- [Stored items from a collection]
····················

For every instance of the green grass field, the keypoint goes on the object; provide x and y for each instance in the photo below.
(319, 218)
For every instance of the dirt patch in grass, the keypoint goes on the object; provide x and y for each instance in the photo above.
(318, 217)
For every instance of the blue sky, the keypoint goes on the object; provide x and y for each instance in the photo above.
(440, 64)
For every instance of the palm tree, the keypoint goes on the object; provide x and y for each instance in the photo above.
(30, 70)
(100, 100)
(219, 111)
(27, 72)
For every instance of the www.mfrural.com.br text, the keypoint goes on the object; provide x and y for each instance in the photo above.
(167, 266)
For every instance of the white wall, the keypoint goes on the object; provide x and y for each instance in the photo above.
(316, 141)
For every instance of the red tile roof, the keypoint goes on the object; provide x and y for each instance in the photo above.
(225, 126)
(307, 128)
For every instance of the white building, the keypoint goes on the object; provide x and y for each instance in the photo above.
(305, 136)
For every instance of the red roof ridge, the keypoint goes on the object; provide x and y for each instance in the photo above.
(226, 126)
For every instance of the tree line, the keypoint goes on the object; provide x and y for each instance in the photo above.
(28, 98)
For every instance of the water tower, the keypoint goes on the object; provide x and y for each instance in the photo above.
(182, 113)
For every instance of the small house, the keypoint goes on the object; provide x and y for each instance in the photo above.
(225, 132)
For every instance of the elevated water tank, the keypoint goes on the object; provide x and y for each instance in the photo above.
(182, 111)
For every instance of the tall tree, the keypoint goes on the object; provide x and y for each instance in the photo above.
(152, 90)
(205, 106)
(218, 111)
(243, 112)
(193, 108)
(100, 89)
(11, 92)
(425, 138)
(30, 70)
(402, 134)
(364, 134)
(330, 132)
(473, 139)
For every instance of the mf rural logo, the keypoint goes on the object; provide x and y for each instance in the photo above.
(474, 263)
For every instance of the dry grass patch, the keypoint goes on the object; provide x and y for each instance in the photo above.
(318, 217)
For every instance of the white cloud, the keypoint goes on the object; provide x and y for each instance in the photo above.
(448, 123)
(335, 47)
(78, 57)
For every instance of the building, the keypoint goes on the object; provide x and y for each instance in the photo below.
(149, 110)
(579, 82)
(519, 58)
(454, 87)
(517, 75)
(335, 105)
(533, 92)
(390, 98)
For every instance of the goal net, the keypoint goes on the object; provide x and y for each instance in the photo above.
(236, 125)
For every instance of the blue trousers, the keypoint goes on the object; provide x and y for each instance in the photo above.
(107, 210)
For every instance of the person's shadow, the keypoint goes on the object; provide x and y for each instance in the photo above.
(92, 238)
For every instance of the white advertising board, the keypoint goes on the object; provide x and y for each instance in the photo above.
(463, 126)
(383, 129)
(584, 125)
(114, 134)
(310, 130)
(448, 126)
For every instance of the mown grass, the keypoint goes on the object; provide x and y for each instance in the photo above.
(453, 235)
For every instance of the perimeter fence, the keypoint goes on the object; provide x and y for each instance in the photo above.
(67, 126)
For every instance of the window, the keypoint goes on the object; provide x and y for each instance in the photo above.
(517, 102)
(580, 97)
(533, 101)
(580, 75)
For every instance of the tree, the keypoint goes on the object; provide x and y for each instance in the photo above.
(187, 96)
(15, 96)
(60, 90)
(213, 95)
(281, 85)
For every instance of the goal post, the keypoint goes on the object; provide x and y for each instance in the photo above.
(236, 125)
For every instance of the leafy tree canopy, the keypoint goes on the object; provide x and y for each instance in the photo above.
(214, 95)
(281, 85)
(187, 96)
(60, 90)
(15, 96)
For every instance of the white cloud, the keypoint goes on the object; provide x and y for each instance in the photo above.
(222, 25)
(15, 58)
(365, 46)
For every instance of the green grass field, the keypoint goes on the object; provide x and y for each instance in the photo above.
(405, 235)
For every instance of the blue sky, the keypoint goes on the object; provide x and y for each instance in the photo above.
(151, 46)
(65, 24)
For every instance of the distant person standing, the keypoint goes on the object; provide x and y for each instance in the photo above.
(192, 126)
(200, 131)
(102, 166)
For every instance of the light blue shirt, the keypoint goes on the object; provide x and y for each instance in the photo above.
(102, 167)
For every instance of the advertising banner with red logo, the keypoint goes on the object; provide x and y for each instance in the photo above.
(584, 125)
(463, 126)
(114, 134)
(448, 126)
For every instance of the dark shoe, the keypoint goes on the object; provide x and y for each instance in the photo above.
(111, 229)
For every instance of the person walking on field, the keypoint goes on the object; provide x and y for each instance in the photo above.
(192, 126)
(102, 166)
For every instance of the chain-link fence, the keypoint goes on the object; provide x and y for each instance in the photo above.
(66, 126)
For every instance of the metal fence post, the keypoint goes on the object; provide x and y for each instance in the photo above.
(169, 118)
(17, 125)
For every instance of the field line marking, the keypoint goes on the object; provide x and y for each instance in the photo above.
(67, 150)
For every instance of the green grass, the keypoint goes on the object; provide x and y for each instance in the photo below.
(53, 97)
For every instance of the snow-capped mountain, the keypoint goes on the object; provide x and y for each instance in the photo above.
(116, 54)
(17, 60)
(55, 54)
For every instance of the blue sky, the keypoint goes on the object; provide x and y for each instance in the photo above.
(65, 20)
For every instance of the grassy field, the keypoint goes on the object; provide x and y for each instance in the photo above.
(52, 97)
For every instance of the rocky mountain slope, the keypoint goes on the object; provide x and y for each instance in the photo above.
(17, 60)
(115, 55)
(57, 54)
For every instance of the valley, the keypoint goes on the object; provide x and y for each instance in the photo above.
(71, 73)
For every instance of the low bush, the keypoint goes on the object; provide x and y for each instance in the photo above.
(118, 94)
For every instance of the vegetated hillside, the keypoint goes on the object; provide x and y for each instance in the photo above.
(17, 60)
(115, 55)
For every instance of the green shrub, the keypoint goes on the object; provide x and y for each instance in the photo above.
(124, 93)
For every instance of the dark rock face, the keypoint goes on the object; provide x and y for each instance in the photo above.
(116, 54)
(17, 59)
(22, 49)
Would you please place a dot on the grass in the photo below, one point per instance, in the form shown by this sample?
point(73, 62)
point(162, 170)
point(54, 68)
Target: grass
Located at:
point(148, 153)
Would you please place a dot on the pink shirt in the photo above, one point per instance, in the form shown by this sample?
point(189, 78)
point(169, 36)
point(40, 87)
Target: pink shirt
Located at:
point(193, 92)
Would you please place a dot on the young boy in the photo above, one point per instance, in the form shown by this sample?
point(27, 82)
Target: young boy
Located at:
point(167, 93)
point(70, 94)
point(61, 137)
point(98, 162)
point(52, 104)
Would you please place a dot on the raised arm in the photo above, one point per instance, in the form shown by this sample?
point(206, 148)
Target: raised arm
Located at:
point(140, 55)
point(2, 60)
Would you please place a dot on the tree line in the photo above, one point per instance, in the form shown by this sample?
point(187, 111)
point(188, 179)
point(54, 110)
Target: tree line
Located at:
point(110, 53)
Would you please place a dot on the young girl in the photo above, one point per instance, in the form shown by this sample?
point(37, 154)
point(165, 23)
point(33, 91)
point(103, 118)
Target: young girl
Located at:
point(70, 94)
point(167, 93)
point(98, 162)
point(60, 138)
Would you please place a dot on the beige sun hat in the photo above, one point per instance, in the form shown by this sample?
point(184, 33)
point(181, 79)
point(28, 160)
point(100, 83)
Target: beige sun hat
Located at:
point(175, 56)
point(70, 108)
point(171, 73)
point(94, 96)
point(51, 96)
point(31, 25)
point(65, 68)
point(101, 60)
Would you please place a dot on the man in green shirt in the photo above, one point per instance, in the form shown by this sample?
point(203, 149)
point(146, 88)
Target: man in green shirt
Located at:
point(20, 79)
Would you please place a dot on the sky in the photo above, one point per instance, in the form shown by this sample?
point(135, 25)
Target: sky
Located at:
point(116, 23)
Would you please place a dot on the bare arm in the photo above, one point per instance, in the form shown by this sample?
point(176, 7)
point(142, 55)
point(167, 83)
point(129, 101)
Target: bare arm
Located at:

····················

- [Written problem] Reproduce nothing but the lines from the line containing "Would you please place a dot on the man" to the last line of the data, each exactly as written.

- [Task solution]
Would you please place a dot on the man in green shirt in the photo above, one point per instance, in the form shown by this sample?
point(203, 149)
point(146, 88)
Target: man in green shirt
Located at:
point(20, 79)
Would you please place a dot on the sky in the photo above, one point per instance, in the form shown by this sample?
point(135, 25)
Target: sky
Located at:
point(116, 23)
Would you please place a dot on the bare arm in the photo above, one point per instance, in the form shown by this sample?
point(176, 7)
point(142, 55)
point(167, 83)
point(129, 101)
Target: bare arm
Located at:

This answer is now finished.